To do =
Give back exactly the lines running from the line with "Objective — one point per instance of the ruffled" to the end of the entries, and only those lines.

[start of Data in this exercise]

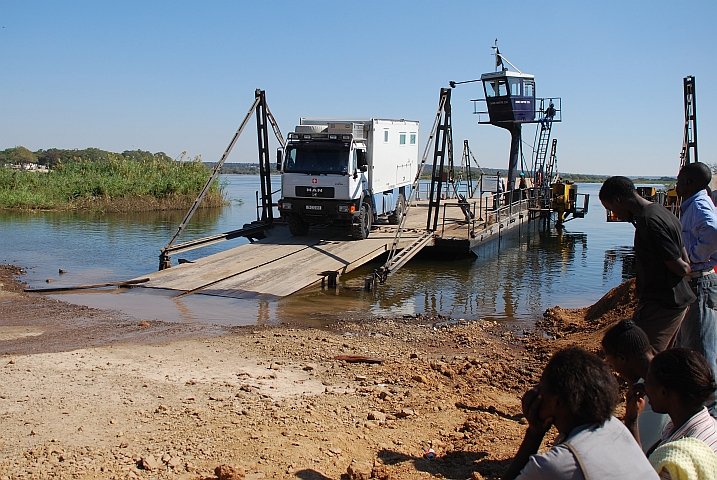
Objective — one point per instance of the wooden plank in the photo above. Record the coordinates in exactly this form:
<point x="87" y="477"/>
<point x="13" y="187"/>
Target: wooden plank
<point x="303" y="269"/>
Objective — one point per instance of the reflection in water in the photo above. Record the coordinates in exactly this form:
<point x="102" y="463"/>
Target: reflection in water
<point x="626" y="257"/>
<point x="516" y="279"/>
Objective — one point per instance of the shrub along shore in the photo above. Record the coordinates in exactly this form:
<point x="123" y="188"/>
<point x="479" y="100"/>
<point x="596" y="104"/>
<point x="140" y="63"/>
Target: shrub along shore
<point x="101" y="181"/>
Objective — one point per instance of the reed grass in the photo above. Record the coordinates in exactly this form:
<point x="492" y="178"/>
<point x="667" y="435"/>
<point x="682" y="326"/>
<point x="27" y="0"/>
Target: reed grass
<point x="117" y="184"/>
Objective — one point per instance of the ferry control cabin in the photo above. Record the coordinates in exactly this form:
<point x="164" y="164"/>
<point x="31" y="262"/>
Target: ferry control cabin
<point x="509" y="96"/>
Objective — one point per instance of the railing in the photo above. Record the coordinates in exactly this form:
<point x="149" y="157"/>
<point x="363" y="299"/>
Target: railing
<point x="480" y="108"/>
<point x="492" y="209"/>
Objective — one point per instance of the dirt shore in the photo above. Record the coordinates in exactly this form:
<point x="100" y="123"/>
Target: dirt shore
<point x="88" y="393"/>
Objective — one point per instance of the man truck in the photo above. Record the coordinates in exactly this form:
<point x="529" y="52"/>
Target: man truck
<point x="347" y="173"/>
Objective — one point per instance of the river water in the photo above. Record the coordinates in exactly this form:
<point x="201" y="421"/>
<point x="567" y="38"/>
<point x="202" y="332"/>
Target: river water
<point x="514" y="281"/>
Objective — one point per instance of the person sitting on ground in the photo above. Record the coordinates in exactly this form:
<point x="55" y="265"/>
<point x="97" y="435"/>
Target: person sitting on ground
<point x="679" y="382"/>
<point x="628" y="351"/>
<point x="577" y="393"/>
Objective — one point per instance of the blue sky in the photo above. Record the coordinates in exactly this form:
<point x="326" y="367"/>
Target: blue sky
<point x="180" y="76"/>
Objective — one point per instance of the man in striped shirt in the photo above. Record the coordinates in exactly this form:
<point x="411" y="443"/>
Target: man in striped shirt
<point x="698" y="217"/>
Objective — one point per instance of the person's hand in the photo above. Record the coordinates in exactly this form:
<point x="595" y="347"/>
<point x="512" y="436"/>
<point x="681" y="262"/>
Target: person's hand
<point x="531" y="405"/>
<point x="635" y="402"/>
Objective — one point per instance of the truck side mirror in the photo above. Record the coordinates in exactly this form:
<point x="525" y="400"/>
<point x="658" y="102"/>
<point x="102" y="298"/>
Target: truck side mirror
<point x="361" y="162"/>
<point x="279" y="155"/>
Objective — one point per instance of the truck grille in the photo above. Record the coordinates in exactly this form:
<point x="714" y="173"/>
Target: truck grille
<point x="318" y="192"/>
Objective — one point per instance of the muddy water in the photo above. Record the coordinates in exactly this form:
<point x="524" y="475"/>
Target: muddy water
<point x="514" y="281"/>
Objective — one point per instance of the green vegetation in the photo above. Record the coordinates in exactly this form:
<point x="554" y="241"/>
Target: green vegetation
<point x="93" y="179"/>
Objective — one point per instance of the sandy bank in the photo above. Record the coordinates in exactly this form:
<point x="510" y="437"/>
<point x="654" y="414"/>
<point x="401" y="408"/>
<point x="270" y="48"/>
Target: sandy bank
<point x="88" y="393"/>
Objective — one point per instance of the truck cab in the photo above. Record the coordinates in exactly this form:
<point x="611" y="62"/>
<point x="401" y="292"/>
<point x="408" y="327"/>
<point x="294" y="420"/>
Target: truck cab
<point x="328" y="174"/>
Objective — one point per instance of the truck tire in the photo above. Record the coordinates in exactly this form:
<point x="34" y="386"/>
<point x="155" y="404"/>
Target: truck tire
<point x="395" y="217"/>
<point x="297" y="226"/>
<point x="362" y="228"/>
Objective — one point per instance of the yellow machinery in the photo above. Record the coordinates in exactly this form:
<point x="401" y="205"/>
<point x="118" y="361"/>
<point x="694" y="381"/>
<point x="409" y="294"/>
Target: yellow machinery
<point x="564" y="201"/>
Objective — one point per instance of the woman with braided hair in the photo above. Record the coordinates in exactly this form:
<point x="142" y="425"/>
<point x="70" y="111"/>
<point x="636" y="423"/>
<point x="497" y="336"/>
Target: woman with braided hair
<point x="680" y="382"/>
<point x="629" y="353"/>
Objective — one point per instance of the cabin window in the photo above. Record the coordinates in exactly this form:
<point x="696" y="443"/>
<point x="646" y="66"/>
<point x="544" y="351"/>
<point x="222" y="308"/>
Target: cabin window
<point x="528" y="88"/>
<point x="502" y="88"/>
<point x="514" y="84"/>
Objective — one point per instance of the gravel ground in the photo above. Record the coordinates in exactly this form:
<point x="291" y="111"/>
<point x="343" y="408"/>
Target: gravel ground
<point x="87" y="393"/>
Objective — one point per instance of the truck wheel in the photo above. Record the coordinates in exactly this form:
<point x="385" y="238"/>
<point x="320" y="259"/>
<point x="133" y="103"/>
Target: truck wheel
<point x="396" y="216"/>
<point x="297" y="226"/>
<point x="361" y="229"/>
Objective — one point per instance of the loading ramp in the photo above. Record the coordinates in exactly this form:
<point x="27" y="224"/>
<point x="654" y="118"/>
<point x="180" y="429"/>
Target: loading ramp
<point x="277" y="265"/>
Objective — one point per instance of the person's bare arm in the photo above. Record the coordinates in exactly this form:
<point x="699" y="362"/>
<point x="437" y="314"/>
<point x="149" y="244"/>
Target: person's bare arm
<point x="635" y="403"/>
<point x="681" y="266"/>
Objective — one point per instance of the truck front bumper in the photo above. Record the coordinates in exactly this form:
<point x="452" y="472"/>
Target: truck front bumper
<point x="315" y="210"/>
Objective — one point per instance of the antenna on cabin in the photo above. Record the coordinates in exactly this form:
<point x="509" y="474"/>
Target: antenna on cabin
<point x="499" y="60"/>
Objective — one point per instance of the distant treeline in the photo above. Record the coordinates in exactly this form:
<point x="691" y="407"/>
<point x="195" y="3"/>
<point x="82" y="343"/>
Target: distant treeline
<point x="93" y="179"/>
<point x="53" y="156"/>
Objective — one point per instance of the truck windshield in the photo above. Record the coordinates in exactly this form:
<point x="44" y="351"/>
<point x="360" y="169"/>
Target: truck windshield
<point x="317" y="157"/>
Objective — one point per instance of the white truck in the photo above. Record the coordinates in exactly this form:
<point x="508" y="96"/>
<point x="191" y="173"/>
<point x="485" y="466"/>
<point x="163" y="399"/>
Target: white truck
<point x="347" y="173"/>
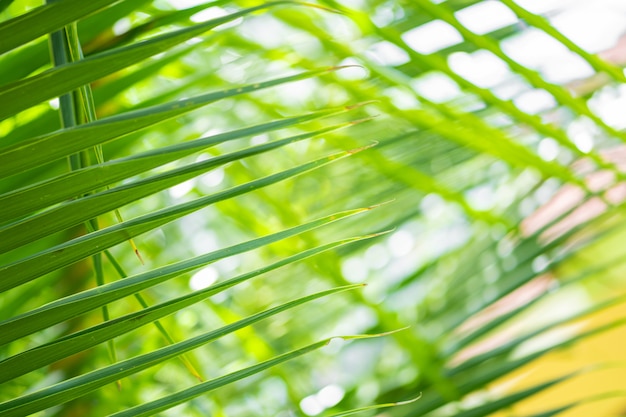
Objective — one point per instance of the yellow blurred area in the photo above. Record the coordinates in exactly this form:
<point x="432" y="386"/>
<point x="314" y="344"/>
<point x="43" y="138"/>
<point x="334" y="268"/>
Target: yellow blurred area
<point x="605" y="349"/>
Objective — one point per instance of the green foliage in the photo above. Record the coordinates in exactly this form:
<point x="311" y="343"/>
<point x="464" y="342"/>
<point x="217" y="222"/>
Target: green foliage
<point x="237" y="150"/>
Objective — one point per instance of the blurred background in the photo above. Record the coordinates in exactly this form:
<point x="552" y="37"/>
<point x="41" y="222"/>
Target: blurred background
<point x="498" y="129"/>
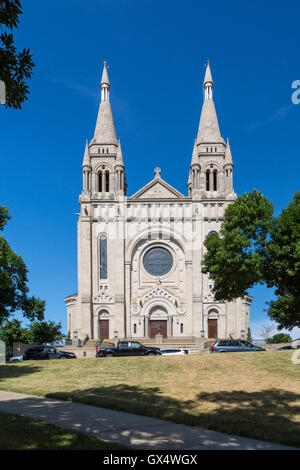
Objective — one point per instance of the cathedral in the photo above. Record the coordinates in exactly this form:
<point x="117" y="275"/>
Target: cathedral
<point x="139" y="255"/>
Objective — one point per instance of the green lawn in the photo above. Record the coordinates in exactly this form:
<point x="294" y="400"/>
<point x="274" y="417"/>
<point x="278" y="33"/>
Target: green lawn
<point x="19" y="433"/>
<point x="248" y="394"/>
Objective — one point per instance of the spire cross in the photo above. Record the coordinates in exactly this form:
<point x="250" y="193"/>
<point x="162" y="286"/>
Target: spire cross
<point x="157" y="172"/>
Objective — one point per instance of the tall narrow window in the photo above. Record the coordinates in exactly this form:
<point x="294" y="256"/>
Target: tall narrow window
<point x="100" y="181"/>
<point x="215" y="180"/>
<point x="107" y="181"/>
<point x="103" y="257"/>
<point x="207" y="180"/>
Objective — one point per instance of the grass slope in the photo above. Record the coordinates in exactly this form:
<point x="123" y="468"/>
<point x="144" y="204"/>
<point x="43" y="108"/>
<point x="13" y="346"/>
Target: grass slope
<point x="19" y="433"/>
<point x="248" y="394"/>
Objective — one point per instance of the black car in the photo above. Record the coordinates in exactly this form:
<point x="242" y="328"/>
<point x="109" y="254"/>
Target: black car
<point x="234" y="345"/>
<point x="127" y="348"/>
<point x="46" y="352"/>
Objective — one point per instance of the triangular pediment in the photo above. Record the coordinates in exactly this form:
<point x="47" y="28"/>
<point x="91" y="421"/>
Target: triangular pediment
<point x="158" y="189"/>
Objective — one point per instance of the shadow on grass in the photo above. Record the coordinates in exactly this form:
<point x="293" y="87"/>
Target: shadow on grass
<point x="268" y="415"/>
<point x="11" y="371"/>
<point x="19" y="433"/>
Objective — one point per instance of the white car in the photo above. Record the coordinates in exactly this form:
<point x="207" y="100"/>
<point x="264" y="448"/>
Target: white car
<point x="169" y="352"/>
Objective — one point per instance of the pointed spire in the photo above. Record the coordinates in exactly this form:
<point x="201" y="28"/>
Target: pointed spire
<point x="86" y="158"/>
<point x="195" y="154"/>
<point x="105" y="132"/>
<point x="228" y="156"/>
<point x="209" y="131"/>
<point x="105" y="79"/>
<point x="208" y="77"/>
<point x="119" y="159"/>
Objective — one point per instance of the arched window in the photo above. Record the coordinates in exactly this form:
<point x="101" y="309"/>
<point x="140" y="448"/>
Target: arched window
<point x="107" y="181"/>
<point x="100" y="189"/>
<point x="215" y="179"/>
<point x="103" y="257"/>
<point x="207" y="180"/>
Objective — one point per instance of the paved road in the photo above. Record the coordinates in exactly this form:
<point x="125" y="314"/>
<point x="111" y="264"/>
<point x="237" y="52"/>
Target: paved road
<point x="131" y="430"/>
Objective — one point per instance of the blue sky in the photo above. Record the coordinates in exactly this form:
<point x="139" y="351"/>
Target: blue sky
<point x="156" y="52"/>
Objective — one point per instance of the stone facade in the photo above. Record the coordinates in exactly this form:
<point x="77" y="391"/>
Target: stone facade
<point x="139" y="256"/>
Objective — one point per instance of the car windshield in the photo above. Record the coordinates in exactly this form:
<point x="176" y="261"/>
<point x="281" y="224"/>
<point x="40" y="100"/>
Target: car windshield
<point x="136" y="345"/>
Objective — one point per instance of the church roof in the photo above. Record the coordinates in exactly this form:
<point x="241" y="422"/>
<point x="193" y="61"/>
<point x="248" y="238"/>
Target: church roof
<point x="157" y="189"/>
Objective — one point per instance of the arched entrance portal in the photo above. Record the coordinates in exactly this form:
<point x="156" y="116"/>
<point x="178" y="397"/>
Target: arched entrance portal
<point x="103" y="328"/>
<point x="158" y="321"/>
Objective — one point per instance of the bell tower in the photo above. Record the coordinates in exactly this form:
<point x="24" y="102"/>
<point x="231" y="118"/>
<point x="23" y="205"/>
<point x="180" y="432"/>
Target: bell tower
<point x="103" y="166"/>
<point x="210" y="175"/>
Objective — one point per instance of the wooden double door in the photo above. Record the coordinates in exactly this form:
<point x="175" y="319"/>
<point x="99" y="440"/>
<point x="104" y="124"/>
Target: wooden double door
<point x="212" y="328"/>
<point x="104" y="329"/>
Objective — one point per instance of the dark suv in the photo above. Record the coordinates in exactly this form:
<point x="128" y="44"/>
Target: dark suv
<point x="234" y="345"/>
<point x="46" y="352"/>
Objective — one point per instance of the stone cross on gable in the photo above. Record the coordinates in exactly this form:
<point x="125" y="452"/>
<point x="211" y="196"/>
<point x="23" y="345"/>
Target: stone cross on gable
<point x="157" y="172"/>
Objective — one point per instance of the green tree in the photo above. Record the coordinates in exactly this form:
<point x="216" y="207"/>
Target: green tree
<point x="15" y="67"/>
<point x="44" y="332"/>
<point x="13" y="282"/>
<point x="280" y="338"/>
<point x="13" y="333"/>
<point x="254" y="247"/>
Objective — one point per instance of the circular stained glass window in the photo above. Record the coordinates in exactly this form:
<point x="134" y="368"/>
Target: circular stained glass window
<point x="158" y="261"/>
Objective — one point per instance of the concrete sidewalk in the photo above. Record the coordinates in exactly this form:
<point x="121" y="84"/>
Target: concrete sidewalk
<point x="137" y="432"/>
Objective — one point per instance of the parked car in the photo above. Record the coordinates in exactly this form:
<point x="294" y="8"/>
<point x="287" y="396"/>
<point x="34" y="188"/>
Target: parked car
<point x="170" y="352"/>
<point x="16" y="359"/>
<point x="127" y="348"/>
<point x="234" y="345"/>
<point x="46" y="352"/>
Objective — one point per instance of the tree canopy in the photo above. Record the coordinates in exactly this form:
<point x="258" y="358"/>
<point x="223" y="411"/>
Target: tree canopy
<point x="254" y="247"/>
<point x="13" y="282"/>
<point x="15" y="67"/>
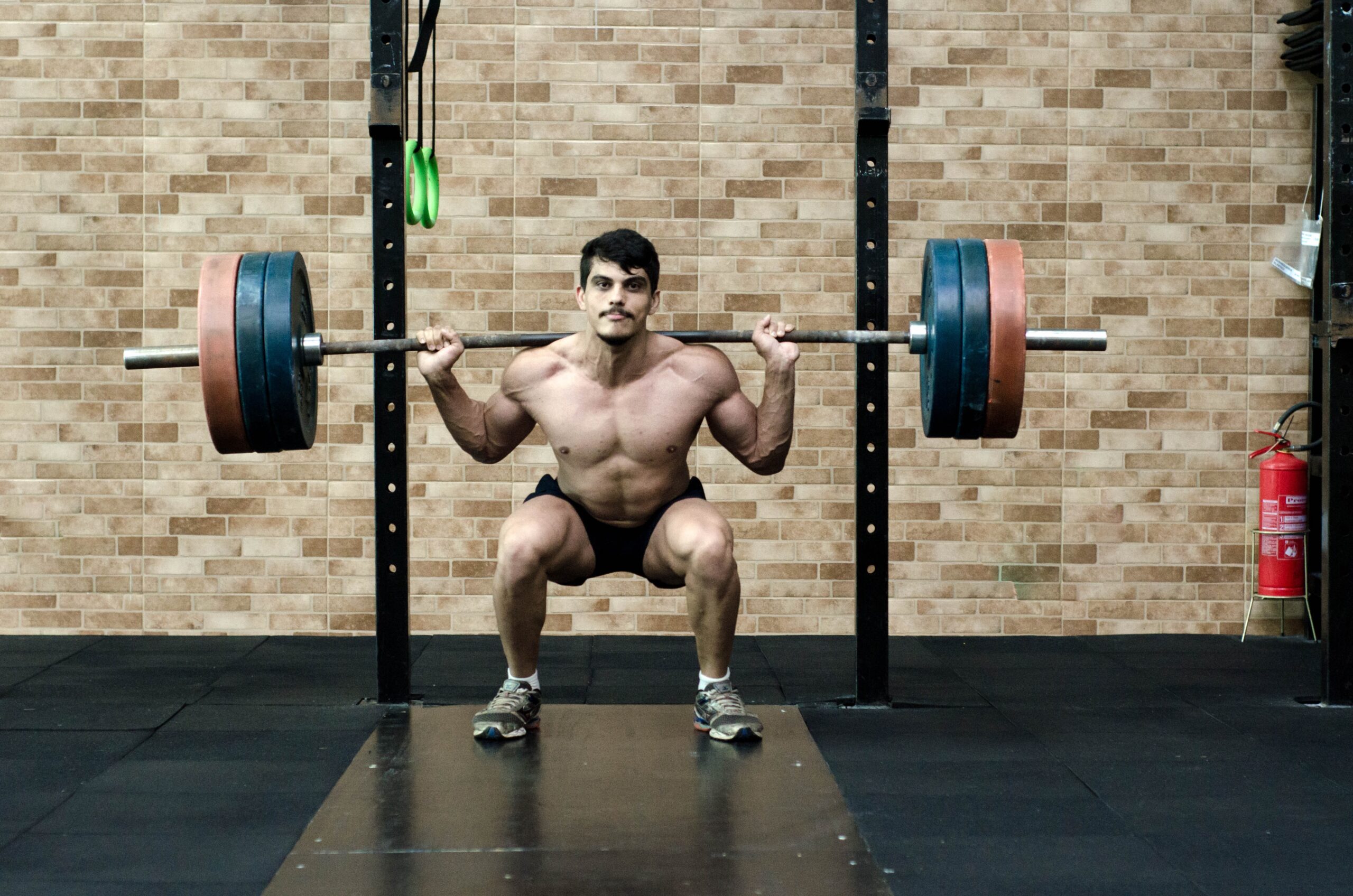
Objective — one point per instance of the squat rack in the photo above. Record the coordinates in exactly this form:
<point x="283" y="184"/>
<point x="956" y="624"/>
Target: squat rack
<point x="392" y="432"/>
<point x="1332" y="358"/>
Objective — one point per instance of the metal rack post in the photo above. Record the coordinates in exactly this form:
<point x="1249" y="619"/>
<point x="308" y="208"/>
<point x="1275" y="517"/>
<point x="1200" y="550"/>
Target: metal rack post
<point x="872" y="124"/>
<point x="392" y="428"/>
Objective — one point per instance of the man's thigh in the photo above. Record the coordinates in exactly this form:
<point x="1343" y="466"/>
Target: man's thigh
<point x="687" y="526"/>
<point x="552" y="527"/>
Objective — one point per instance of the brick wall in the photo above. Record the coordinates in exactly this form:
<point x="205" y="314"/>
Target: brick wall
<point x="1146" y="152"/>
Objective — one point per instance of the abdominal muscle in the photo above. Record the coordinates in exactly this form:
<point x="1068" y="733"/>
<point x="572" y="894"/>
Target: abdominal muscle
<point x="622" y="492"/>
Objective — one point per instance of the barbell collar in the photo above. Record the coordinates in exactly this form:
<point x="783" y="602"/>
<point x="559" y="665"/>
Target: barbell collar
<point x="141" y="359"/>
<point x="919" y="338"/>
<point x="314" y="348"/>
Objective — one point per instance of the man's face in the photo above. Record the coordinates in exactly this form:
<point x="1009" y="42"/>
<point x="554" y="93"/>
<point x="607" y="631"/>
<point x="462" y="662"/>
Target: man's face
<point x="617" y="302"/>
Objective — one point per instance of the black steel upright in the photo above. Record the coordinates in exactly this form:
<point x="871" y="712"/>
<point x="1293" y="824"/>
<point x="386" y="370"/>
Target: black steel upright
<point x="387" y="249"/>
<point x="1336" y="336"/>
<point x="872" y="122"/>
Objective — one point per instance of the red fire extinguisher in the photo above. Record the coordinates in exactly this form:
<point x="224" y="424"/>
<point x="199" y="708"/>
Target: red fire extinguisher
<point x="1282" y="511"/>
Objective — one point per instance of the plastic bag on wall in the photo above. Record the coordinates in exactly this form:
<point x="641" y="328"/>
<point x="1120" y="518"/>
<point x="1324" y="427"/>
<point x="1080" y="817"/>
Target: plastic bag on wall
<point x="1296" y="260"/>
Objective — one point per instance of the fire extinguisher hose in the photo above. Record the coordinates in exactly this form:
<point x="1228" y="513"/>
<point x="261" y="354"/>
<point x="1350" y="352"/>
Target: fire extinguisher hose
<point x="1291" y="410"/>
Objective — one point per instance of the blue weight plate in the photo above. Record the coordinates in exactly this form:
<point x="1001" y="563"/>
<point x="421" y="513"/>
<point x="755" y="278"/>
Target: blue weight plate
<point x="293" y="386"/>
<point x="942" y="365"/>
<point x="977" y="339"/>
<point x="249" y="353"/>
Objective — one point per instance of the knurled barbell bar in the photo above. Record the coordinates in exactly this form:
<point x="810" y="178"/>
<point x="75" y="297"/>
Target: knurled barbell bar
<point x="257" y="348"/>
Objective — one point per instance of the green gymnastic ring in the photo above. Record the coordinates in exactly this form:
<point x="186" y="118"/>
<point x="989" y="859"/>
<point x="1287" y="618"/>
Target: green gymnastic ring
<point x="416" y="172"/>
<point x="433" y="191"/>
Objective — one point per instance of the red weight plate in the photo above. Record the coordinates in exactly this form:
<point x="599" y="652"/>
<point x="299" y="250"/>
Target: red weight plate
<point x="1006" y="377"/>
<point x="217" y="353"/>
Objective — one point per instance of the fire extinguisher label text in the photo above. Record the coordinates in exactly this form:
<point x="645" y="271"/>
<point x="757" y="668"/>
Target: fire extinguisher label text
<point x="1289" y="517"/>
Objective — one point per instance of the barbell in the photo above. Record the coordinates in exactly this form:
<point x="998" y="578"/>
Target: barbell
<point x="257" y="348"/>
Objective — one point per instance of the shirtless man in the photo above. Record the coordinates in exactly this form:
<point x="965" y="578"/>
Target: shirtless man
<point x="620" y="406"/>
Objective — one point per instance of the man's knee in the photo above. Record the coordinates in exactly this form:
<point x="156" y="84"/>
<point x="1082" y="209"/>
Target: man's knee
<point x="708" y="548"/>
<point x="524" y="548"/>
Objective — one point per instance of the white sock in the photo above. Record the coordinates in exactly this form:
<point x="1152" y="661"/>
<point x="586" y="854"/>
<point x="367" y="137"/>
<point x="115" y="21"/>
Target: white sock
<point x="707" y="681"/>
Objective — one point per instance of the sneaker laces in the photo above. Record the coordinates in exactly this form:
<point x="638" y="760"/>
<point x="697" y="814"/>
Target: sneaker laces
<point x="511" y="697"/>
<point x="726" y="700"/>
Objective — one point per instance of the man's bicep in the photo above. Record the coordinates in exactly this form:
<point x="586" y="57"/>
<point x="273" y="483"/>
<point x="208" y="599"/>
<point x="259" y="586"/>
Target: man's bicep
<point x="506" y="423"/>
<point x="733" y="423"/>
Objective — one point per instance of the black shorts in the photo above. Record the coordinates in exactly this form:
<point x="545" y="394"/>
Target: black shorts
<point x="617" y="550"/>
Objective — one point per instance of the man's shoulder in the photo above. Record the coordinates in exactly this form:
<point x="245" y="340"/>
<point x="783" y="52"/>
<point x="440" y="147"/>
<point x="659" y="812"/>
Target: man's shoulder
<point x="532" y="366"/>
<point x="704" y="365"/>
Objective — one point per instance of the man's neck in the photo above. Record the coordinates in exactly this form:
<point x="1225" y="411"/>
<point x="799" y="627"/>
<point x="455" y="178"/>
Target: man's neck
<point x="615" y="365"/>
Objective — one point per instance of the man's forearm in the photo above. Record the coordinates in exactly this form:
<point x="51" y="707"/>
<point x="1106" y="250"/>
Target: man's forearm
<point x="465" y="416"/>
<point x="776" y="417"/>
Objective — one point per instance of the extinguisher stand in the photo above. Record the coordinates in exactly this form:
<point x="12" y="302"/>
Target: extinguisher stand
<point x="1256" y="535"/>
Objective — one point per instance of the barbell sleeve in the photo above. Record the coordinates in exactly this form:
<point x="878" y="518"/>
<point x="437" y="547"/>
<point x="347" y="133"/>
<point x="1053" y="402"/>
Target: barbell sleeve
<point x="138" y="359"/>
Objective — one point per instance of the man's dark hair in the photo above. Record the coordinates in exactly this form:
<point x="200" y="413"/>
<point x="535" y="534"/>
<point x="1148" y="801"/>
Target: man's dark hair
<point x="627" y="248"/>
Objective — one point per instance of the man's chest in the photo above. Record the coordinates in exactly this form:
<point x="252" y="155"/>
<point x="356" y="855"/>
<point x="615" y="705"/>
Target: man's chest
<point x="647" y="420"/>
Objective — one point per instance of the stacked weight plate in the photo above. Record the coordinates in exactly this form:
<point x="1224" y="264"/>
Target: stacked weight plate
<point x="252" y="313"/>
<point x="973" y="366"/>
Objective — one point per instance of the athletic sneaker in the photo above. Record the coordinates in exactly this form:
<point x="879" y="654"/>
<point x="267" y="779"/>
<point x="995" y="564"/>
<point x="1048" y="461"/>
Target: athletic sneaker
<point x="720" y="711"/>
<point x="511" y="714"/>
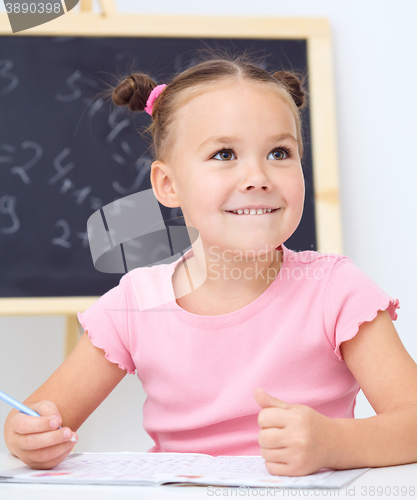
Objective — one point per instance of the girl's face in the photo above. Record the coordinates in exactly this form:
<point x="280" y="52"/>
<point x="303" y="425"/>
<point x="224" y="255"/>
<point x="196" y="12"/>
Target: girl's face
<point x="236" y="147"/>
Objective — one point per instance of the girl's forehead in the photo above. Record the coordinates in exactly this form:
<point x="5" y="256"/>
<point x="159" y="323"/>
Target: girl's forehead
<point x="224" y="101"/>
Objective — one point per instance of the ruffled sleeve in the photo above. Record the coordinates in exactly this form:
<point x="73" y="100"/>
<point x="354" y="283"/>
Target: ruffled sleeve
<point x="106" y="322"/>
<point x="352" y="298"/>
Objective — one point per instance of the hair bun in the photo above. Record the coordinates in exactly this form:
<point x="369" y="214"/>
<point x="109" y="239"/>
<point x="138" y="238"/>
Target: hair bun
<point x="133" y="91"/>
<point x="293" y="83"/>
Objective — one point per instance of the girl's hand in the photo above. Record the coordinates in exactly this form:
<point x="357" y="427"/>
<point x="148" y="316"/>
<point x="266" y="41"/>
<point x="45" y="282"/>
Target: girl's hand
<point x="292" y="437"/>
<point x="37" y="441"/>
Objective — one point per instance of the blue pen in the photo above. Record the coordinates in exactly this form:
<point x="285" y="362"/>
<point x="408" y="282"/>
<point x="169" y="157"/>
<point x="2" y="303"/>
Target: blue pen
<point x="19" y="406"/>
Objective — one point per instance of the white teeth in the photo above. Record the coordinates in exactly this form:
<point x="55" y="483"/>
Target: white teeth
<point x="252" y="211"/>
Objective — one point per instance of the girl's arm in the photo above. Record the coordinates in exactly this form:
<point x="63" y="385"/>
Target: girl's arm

[end of Data in this exercise]

The output =
Objective — one point per instance of the ruffled sleeve in the photo above. Record the coordinates in exactly this form:
<point x="73" y="100"/>
<point x="354" y="283"/>
Target: ruffled sleeve
<point x="106" y="322"/>
<point x="352" y="298"/>
Objective — one point per instance of the hair bun in the photo above. Record the coordinates in exactly this form:
<point x="369" y="214"/>
<point x="109" y="239"/>
<point x="138" y="238"/>
Target: hair bun
<point x="133" y="91"/>
<point x="293" y="83"/>
Objective — one point per instance of the girl's hand in the photo above. Record the coordinates in exactly this form:
<point x="357" y="427"/>
<point x="148" y="316"/>
<point x="266" y="41"/>
<point x="45" y="282"/>
Target: girl's hand
<point x="292" y="437"/>
<point x="37" y="441"/>
Objective — one point per instance of the blue pen in the photo above. Record the coordinates in exactly this form:
<point x="285" y="362"/>
<point x="408" y="282"/>
<point x="169" y="157"/>
<point x="2" y="303"/>
Target: blue pen
<point x="19" y="406"/>
Objective — one point per instance of the white teeth in the photo above. Record the coordinates in exactly this form:
<point x="55" y="483"/>
Target: white teeth
<point x="252" y="211"/>
Objective — one point per instance of the girl's arm in the photo above. Record the coordinates in exactly this form:
<point x="63" y="385"/>
Target: girl's arm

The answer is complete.